Rewrite every line of the rows below, starting at the first line and ending at the line that contains "point(110, 242)", both included. Move each answer point by adding 109 to both of its coordinates, and leave all other text unchanged.

--- begin Provided records ---

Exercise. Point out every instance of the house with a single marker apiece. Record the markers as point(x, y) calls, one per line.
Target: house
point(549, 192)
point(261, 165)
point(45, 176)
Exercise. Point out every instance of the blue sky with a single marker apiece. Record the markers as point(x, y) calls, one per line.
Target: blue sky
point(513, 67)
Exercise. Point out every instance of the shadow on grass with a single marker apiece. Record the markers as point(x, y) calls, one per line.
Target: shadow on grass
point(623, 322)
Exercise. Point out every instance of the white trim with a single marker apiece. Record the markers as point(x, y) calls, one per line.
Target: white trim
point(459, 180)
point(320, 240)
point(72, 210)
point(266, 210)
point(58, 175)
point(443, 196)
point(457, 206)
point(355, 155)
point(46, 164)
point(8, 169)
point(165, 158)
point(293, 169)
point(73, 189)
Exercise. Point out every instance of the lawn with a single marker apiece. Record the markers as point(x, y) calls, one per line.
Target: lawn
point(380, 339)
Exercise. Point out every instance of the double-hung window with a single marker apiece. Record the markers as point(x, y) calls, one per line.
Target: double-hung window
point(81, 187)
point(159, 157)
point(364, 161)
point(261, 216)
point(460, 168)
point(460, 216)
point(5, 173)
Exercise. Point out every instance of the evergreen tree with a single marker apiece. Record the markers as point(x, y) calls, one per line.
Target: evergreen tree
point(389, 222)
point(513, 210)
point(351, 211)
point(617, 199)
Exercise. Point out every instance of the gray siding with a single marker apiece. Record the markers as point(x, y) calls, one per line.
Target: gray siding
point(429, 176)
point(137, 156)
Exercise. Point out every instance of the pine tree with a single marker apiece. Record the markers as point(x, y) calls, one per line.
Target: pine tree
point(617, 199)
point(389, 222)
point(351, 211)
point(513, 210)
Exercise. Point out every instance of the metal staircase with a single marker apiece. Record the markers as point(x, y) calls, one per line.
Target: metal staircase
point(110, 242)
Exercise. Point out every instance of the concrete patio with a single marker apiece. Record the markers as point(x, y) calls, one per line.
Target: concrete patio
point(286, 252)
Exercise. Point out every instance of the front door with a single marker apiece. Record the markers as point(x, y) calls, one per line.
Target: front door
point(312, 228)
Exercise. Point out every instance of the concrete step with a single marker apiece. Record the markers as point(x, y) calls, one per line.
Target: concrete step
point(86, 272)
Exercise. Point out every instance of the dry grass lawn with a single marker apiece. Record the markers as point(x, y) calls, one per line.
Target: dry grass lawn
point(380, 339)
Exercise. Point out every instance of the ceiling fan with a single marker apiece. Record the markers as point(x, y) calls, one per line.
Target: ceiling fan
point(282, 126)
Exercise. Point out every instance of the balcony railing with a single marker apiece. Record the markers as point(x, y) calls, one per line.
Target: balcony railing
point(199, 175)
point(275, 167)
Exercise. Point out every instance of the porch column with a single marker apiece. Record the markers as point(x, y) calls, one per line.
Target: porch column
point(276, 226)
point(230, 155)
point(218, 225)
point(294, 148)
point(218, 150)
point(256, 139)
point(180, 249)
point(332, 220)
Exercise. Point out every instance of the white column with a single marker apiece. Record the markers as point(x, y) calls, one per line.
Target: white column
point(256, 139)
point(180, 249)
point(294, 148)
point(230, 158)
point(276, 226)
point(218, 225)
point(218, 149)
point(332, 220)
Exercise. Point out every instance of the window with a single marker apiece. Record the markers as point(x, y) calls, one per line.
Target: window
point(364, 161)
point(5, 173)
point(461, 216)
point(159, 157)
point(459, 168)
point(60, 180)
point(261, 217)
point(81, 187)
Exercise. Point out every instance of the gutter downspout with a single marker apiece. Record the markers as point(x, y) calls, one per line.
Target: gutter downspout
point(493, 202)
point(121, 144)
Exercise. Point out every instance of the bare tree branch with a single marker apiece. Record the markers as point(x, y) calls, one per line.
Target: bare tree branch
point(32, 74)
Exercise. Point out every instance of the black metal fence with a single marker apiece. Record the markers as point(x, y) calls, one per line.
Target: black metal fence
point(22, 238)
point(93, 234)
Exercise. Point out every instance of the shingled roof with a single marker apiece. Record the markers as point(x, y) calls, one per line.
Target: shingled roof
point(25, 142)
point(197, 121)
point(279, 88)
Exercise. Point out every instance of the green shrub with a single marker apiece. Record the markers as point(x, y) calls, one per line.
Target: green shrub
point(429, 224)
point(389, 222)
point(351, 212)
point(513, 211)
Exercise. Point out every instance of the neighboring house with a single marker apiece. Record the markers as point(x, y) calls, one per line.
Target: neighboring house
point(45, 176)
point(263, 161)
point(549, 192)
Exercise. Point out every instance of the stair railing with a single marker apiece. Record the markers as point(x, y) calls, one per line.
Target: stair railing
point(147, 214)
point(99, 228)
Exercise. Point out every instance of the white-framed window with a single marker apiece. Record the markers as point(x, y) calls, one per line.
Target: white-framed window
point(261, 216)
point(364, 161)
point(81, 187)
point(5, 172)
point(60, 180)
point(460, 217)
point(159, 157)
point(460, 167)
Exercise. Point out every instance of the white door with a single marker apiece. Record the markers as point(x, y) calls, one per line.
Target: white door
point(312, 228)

--- end Provided records ---

→ **Complete answer**
Exercise. Point out every instance of the house with a single marker apiece. Record the markers as point(x, y) calls, one per line.
Target: house
point(658, 301)
point(370, 274)
point(154, 285)
Exercise. Point out every instance of the blue sky with a single marker apiece. Record the markers as point(x, y) calls, one per line.
Target: blue sky
point(622, 176)
Exercise. Point out every instance of the shadow on grass with a single marker apiece. Record the markers as point(x, y) calls, one per line.
Target: shadow on grass
point(732, 431)
Exercise. Point out every instance of the white trim with a single marker apiece. Record the markers as point(x, y) calls, one per line.
Target: white trim
point(568, 289)
point(429, 349)
point(181, 319)
point(375, 319)
point(167, 284)
point(552, 305)
point(566, 315)
point(464, 264)
point(155, 273)
point(117, 278)
point(274, 267)
point(402, 278)
point(182, 298)
Exercise. Point out every instance of the lawn with a single marker apiece. Record the markers as point(x, y) calls, one per line.
Target: lawn
point(489, 448)
Exercise. Point out every instance of the double-hung window with a single marker apiece. Record the markers as point(x, y) calls, one per line.
Target: double-hung window
point(190, 296)
point(268, 266)
point(473, 270)
point(370, 325)
point(569, 277)
point(569, 325)
point(114, 282)
Exercise. Point out every instance of the evergreen tree with a single marker apiece. Record the markers as point(x, y) calls, one per line.
Target: evergreen tree
point(498, 331)
point(622, 319)
point(460, 320)
point(726, 308)
Exercise. Point out every instance of the gray siding with a single marker apiece. Record the markers as point(x, y) calls, one per line.
Target: gray siding
point(538, 285)
point(246, 265)
Exercise. Point out every instance of the pine tree with a single marker apiece. Record the markers as point(x, y) calls, one per line.
Target: pine tree
point(726, 308)
point(498, 331)
point(460, 320)
point(622, 319)
Exercise. Point out every instance of the metal staircase with a single marker apiece. Record the markers as point(x, y) calls, one per line.
Target: metal staircase
point(219, 351)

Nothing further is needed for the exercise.